### Set task 1
Find every line in the entries below that contains the string "gear", and copy each of those lines. Case counts.
----- Passage given -----
When the inputs to a function are out of bounds, there is a problem upstream from the function. It's not the function's fault, but how the function responds is very important. Far and away the worst thing you can do is proceed with the calculation anyway and return a value that seems correct, but is wrong. As long as you don't do that, the "correct" behavior depends on the situation. Usually returning an error code would be the right approach, but if the system doesn't support that, generally the best you can do is crash. Clipping the input to the rail might be the right approach, but it is VERY situation-specific, and should not be the de facto response, as that can make things 10x worse in the wrong situation.

rstofer · « **Reply #9 on:** July 29, 2016, 03:08:21 pm »

Ada throws an exception if the integer overflows.

Kalvin · « **Reply #10 on:** July 29, 2016, 03:15:14 pm »

Quote from: rstofer on July 29, 2016, 03:08:21 pm

Ada throws an exception if the integer overflows.

Yes. But what happens if the exception is not handled properly? The software will probably crash and will be restarted, or it will hangup until the watchdog will restart it.

bktemp · « **Reply #11 on:** July 29, 2016, 03:40:13 pm »

So the code shown here, was fine, the actual problem was either the missing input range checking or the wrong exception handling?

Kalvin · « **Reply #12 on:** July 29, 2016, 03:54:59 pm »

Quote from: bktemp on July 29, 2016, 03:40:13 pm

So the code shown here, was fine, the actual problem was either the missing input range checking or the wrong exception handling?

The input range checking was there, and the resulting exception was handled so that the computer was shut down.

Here is a copy of the report: https://www.ima.umn.edu/~arnold/disasters/ariane5rep.html

Searching for a term "exception" will eventually lead to following paragraph:

Quote

Although the source of the Operand Error has been identified, this in itself did not cause the mission to fail. The specification of the exception-handling mechanism also contributed to the failure. In the event of any kind of exception, the system specification stated that: the failure should be indicated on the databus, the failure context should be stored in an EEPROM memory (which was recovered and read out for Ariane 501), and finally, the SRI processor should be shut down.
----- Source records -----
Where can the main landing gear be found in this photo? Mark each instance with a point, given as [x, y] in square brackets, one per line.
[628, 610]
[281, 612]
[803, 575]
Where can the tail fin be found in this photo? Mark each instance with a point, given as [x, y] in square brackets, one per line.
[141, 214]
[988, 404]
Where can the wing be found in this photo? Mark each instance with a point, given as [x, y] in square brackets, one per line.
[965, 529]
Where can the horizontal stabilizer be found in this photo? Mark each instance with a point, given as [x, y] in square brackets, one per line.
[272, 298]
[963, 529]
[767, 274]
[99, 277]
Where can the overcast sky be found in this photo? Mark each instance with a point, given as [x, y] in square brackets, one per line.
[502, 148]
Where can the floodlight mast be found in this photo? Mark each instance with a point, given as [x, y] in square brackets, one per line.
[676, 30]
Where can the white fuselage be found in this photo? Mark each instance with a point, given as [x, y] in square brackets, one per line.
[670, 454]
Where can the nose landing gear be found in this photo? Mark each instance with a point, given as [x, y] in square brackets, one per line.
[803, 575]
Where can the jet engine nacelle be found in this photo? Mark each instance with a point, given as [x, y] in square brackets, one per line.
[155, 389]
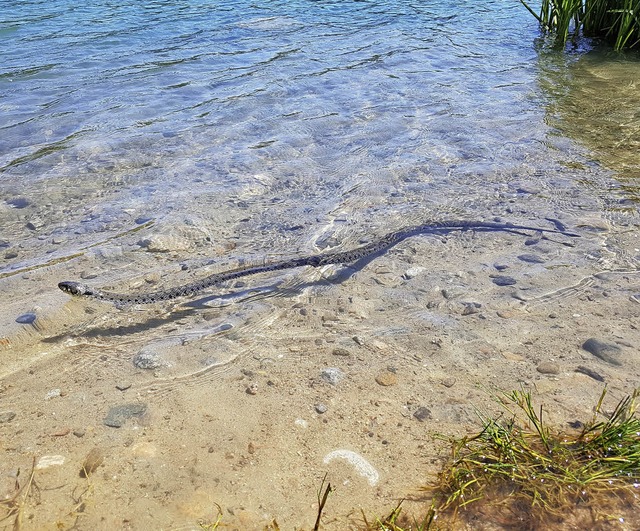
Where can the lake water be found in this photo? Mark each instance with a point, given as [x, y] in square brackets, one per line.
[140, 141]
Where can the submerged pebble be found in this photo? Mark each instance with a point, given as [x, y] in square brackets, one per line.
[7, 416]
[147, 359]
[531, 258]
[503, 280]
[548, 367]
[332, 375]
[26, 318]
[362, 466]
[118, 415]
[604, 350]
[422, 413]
-----
----- Source records -----
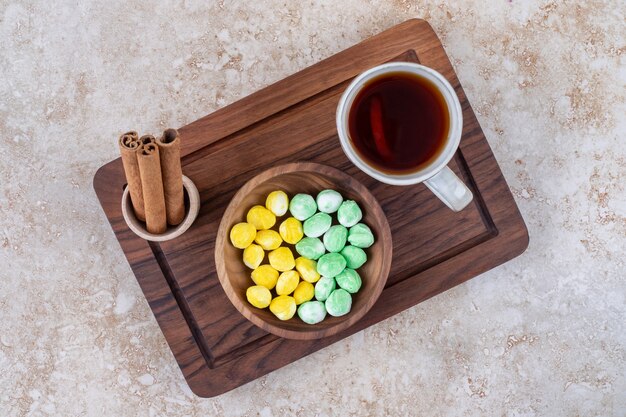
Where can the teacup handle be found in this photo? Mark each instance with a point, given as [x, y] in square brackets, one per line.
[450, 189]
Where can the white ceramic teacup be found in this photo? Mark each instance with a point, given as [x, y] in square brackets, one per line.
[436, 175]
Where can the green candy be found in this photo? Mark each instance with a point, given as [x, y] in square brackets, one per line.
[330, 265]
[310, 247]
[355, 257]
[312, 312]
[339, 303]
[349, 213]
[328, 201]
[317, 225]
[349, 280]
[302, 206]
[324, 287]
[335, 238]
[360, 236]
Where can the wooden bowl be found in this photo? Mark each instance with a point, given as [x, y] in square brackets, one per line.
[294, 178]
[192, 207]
-----
----- Source records -----
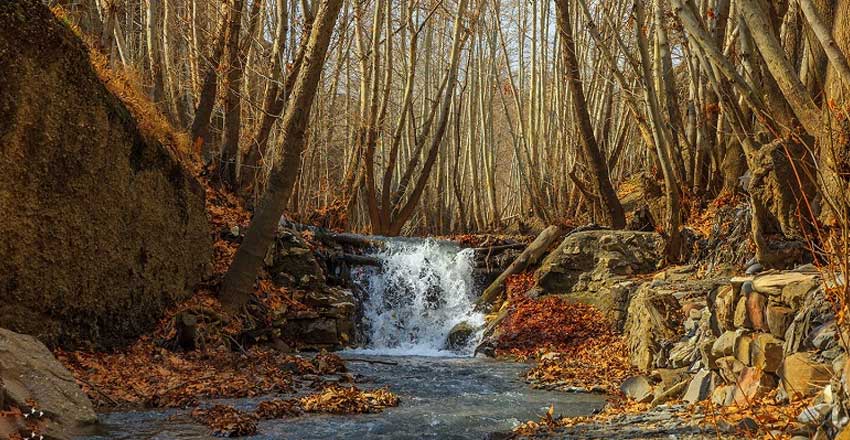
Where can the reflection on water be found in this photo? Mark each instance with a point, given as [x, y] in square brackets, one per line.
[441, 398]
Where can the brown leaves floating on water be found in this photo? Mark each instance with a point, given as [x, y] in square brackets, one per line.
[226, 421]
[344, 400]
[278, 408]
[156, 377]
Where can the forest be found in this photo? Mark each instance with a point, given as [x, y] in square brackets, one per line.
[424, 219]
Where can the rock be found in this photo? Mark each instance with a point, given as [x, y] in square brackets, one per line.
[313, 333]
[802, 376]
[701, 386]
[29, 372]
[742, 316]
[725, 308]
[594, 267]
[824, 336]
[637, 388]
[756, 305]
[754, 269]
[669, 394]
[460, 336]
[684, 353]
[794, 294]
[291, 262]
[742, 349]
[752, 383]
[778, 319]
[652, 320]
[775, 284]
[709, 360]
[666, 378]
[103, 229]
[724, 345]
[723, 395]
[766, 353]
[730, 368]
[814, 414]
-----
### Set task 2
Carry on the forum discussion about handling out-of-range inputs and exceptions, starting right after its last sentence.

### Response 1
Where can the main landing gear be found in this photo? Mark each instance with a point, given as [x, y] in square brackets, one per line.
Where can the nose landing gear be found in this photo? Mark each instance with a point, given as [x, y] in square brackets, one per line.

### Response 2
It was the decision to cease the processor operation which finally proved fatal. Restart is not feasible since attitude is too difficult to re-calculate after a processor shutdown; therefore the Inertial Reference System becomes useless. The reason behind this drastic action lies in the culture within the Ariane programme of only addressing random hardware failures. From this point of view exception - or error - handling mechanisms are designed for a random hardware failure which can quite rationally be handled by a backup system.

...

An underlying theme in the development of Ariane 5 is the bias towards the mitigation of random failure. The supplier of the SRI was only following the specification given to it, which stipulated that in the event of any detected exception the processor was to be stopped. The exception which occurred was not due to random failure but a design error. The exception was detected, but inappropriately handled because the view had been taken that software should be considered correct until it is shown to be at fault. The Board has reason to believe that this view is also accepted in other areas of Ariane 5 software design. The Board is in favour of the opposite view, that software should be assumed to be faulty until applying the currently accepted best practice methods can demonstrate that it is correct.

This means that critical software - in the sense that failure of the software puts the mission at risk - must be identified at a very detailed level, that exceptional behaviour must be confined, and that a reasonable back-up policy must take software failures into account.

Len · « **Reply #13 on:** July 29, 2016, 03:55:13 pm »

Quote from: bktemp on July 29, 2016, 03:40:13 pm

So the code shown here, was fine, the actual problem was either the missing input range checking or the wrong exception handling?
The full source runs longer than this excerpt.